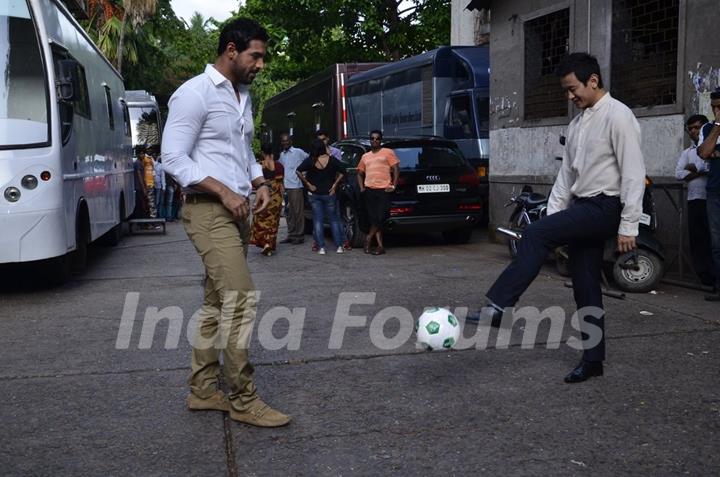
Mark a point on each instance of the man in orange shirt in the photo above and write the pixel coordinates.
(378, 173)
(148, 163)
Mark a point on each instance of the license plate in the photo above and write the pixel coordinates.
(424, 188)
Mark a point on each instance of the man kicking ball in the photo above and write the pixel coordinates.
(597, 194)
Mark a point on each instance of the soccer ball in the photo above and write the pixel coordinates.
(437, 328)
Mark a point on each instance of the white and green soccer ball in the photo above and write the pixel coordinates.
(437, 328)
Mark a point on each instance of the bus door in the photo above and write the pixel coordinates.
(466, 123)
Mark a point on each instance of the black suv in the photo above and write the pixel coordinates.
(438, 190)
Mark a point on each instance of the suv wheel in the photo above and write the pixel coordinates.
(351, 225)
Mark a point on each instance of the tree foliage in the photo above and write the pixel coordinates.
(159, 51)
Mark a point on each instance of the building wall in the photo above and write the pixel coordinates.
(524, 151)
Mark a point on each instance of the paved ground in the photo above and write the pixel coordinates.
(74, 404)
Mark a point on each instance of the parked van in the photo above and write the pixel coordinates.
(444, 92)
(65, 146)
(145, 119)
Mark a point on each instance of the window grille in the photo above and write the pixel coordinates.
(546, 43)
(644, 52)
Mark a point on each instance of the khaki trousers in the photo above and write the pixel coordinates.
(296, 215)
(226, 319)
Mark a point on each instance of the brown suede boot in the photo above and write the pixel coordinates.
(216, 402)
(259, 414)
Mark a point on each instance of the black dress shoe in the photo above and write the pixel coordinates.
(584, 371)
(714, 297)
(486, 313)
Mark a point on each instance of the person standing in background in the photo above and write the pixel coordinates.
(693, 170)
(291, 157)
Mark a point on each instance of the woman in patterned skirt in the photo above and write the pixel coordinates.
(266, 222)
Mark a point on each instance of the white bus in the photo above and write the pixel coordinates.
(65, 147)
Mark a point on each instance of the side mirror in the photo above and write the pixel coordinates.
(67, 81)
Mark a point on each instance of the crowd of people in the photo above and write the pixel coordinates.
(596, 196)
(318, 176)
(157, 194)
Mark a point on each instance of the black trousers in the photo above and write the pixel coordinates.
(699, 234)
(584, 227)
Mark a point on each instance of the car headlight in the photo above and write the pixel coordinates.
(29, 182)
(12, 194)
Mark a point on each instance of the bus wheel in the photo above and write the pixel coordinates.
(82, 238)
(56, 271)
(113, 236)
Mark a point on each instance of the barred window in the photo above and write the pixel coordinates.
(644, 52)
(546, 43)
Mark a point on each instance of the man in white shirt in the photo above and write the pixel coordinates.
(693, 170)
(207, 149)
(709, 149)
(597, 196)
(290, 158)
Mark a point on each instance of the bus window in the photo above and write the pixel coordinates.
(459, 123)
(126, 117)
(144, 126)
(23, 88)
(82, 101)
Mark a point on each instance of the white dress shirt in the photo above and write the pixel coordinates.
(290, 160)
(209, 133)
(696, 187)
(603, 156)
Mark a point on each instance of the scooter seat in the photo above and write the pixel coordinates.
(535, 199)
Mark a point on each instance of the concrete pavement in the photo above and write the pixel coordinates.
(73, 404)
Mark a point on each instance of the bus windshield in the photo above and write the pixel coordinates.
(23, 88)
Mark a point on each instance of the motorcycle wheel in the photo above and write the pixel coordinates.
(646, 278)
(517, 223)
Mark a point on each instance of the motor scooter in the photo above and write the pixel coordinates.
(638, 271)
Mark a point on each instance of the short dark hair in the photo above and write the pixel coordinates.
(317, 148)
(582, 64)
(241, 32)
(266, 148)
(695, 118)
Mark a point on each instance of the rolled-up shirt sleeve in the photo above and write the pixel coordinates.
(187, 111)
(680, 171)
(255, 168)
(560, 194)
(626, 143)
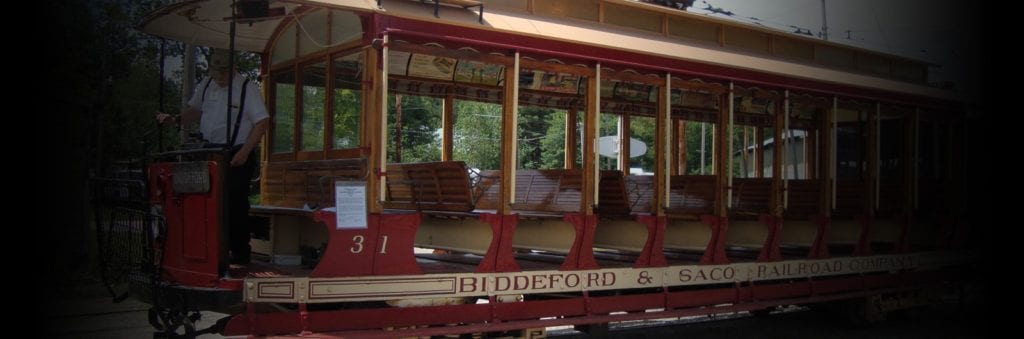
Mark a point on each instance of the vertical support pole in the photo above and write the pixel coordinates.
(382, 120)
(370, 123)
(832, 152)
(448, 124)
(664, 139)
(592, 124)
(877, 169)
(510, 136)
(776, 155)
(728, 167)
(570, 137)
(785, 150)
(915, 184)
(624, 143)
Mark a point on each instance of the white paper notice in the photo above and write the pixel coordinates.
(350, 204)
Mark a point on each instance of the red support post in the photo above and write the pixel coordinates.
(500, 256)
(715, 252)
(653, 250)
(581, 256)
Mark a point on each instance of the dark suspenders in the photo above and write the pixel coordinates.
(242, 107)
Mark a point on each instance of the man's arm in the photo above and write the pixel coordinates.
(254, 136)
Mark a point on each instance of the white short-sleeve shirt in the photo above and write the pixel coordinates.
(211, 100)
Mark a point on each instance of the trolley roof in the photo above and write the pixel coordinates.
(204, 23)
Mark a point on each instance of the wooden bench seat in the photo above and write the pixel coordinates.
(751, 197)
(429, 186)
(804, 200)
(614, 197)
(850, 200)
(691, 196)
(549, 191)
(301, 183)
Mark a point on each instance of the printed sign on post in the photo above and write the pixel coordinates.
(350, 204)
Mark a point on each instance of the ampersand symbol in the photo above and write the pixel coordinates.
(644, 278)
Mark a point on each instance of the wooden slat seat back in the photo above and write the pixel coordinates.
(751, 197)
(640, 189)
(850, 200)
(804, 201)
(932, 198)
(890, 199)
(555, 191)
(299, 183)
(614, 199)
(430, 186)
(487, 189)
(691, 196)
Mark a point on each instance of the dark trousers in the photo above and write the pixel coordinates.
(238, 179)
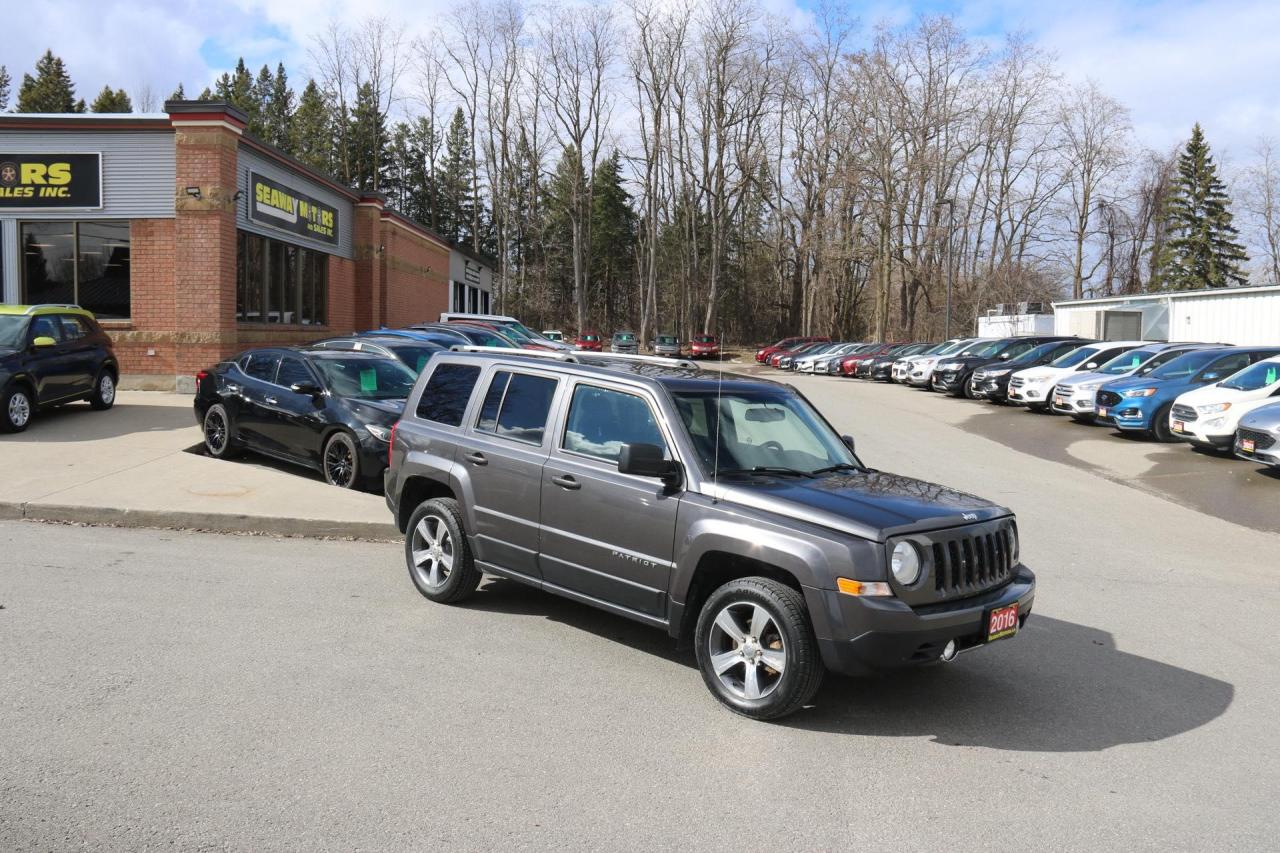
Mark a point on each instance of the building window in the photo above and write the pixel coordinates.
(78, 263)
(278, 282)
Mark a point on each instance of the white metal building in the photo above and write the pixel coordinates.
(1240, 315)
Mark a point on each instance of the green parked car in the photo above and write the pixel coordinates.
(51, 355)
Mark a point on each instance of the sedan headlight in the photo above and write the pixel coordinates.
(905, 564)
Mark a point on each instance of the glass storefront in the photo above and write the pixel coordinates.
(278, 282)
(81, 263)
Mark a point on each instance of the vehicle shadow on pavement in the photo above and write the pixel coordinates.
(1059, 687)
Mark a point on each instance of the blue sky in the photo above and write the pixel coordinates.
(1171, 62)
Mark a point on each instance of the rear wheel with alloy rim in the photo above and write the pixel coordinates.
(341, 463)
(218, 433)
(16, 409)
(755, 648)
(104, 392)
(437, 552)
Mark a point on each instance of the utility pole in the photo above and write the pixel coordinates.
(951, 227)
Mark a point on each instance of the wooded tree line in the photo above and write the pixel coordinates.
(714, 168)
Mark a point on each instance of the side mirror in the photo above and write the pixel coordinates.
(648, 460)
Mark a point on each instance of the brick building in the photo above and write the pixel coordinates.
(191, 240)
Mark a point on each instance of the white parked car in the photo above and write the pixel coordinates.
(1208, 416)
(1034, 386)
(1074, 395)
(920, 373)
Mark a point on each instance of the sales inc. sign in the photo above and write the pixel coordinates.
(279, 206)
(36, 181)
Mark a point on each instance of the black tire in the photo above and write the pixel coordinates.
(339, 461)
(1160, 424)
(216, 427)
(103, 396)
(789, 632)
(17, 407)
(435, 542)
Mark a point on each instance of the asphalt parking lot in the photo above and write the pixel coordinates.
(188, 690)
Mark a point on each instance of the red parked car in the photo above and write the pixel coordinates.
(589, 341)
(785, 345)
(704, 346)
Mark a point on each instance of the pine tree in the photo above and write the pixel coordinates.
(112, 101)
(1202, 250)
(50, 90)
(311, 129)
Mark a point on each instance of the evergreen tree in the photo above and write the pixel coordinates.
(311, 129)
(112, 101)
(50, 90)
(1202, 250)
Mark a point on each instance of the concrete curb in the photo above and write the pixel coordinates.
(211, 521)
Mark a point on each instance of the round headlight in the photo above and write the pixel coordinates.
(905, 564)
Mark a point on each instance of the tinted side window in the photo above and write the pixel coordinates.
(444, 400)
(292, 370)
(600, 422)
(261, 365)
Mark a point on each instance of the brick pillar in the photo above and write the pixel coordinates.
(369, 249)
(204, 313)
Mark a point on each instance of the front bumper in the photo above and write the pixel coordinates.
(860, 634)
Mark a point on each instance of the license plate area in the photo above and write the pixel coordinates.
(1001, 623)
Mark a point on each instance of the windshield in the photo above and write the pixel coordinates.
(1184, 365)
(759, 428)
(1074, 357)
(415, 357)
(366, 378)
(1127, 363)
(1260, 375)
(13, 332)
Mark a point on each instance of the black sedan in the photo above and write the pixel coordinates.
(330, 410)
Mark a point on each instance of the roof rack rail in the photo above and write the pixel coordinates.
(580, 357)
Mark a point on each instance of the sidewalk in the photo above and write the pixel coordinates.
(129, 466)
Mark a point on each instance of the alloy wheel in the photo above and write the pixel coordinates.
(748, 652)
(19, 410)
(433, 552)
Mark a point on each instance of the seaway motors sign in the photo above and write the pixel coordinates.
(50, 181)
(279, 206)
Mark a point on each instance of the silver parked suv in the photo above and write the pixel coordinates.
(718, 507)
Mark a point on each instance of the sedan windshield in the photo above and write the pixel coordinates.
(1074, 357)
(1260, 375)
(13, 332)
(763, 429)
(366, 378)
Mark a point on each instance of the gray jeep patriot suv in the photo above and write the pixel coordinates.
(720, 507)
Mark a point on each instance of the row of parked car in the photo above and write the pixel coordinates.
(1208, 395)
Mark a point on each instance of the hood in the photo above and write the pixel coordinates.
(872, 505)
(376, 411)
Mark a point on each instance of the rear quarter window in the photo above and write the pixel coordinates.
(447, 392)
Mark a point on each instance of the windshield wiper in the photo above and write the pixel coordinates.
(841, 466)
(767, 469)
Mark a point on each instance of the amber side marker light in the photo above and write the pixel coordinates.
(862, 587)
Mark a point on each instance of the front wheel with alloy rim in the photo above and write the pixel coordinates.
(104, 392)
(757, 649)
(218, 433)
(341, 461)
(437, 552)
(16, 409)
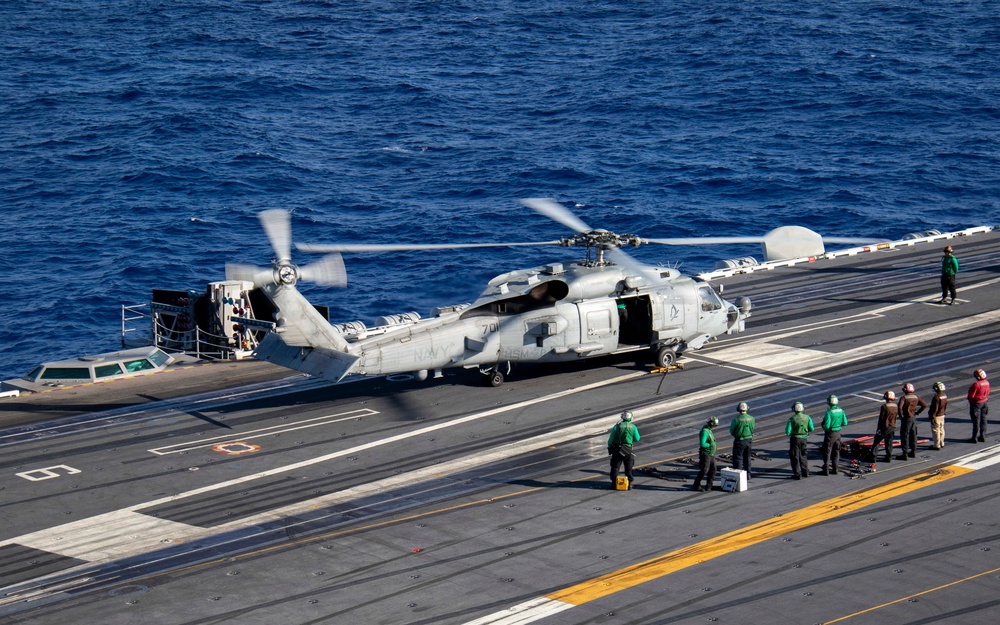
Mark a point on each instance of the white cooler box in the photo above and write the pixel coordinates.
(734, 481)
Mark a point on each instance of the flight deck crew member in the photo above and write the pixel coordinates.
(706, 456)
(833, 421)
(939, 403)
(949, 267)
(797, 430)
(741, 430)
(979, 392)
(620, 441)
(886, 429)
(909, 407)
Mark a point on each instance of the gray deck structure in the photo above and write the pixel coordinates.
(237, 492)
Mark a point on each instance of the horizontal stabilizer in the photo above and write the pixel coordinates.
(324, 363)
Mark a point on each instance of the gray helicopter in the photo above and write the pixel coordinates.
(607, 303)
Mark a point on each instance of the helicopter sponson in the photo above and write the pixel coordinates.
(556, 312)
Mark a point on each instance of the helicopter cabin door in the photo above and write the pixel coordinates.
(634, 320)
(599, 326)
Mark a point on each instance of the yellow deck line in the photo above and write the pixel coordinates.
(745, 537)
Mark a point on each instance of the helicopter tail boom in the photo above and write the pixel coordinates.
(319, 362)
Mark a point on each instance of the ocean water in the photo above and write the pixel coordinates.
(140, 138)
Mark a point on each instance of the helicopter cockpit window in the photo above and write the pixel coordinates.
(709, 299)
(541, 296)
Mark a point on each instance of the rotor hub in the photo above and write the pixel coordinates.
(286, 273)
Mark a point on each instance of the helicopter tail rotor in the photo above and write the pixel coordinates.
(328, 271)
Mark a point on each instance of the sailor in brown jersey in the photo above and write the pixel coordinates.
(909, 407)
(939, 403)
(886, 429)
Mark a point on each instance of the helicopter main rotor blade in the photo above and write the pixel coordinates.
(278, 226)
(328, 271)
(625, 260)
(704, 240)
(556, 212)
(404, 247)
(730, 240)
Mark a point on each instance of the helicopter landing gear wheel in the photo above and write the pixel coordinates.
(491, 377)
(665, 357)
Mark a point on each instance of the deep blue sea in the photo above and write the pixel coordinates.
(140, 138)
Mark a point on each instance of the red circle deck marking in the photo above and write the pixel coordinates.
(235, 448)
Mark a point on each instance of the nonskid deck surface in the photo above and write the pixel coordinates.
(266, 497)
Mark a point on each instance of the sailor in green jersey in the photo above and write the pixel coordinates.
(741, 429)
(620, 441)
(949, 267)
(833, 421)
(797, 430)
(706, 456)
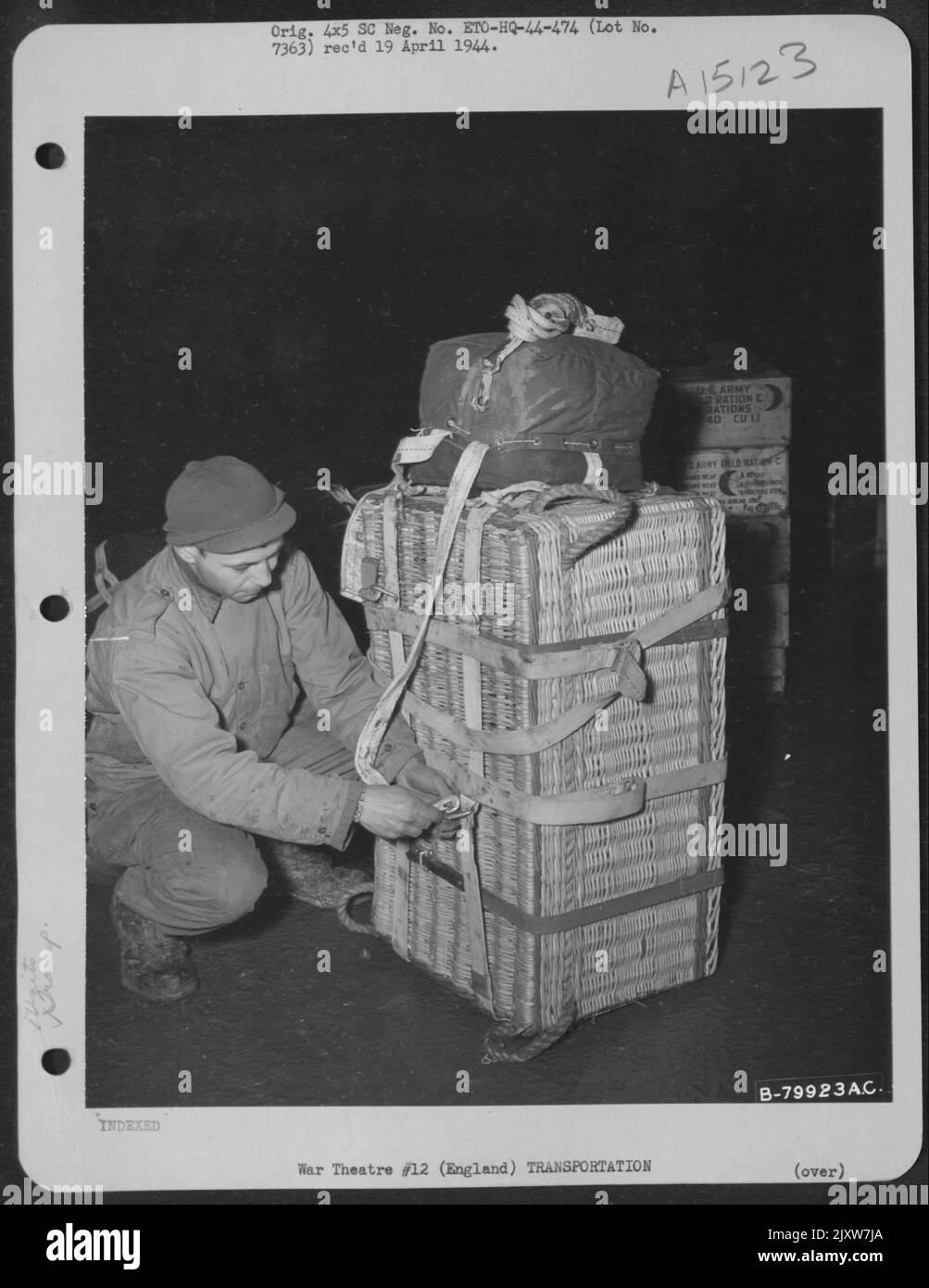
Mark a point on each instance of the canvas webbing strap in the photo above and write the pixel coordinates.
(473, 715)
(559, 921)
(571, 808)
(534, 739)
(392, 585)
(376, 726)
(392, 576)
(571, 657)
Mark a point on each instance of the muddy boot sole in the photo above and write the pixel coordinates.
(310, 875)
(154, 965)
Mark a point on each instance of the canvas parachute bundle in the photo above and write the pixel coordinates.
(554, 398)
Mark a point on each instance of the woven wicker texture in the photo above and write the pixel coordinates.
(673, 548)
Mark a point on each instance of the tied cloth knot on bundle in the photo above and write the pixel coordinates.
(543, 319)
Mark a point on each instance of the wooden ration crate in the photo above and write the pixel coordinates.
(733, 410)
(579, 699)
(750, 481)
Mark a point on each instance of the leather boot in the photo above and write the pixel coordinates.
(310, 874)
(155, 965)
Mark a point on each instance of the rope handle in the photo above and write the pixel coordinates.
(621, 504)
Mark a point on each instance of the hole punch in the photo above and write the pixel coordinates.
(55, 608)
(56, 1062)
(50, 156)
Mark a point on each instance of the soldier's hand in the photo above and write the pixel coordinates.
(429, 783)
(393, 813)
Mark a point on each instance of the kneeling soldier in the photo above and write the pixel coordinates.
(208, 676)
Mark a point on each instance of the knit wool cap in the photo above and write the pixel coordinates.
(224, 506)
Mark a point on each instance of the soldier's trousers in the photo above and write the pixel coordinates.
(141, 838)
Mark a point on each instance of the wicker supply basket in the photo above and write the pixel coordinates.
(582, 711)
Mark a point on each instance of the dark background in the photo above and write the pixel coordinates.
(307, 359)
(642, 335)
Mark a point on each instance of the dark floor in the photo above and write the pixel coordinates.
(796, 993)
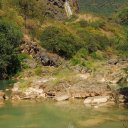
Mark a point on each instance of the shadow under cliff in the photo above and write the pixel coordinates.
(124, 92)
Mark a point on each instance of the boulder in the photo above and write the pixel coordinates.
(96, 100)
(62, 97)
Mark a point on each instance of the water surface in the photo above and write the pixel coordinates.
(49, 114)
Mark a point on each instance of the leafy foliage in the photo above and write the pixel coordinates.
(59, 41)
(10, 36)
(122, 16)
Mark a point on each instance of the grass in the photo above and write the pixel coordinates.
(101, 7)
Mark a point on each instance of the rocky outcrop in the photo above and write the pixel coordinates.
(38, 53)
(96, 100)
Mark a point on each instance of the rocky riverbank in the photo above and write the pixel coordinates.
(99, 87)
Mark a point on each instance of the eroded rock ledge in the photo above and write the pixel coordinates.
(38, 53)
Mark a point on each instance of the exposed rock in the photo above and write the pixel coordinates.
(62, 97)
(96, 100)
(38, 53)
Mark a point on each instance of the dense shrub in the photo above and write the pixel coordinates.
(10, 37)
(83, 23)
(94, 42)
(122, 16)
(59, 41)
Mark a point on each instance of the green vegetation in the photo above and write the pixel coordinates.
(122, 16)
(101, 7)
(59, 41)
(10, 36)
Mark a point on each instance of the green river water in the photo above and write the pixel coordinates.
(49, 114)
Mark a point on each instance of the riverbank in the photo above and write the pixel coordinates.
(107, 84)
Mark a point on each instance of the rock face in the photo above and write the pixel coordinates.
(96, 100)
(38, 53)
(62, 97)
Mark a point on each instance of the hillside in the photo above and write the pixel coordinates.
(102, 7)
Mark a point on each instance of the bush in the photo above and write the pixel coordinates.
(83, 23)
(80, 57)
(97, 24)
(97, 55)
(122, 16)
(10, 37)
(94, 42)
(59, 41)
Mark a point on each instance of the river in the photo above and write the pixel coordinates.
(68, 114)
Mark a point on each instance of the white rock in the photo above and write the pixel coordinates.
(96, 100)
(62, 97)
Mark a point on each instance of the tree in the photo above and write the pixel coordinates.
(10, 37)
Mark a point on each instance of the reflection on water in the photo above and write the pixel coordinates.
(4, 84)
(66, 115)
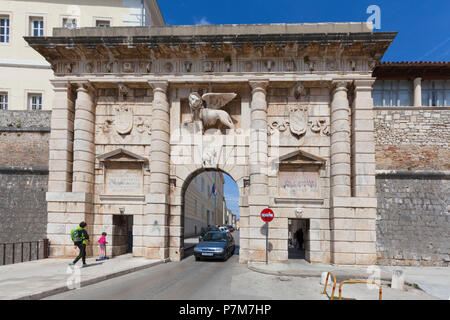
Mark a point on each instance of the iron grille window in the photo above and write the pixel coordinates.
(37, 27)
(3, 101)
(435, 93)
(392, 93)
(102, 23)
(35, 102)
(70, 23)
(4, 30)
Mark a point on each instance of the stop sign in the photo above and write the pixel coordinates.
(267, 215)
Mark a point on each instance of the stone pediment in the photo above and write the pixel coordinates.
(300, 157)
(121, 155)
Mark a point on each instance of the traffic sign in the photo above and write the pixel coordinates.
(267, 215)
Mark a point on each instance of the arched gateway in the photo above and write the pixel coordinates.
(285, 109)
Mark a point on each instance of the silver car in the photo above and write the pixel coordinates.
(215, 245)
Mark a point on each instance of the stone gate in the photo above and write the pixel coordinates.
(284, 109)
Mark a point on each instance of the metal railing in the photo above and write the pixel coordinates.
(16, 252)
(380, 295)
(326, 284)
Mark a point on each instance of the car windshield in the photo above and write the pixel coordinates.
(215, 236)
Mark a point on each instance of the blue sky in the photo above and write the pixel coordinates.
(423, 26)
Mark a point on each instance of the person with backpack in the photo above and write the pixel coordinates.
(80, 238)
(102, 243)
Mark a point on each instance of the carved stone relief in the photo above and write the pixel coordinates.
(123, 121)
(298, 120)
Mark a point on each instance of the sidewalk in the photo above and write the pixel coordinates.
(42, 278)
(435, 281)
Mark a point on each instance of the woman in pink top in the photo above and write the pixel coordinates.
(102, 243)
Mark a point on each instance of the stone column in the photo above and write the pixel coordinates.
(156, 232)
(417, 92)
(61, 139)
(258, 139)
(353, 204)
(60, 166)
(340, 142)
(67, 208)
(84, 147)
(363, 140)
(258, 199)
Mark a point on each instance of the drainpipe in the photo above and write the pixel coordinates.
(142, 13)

Exercise brief: Would you copy exactly the lines from the one that contains "Mark a point on each instance of the stone gate" through the final line of the records above, including both?

Exercise result:
Mark a point on each instance of the stone gate in the photo above and write the pixel coordinates.
(284, 109)
Mark a point on each instance of the metal railing in the photo above and write the pixel coordinates.
(16, 252)
(380, 295)
(326, 284)
Mark a point on each instance of the car windshield in the photo above and write the pixel coordinates.
(215, 236)
Mark a point on each instance of the blue sky in the photo above and write the pixel coordinates.
(423, 26)
Mark a point on each instance of the person with backpack in the photo above and write the pixel coordinates.
(80, 238)
(102, 243)
Mark a point on each instance of the carved stone relief in the photo above and write the pixel coordinates.
(123, 121)
(298, 120)
Mark a point on each instance of the sidewalk in the photo above and write the pixel coordinates.
(42, 278)
(435, 281)
Mark a point on each instance of the woman in pink top in the photo above and write the pixel coordinates.
(102, 243)
Mark a point on each instance of the stone column in the photo above and write the pixel coordinates.
(156, 232)
(417, 92)
(61, 139)
(258, 139)
(353, 204)
(60, 166)
(340, 142)
(67, 208)
(84, 147)
(363, 140)
(258, 199)
Mark a point on each instance of the drainpipe in the photo above and write the pixel coordinates.
(142, 13)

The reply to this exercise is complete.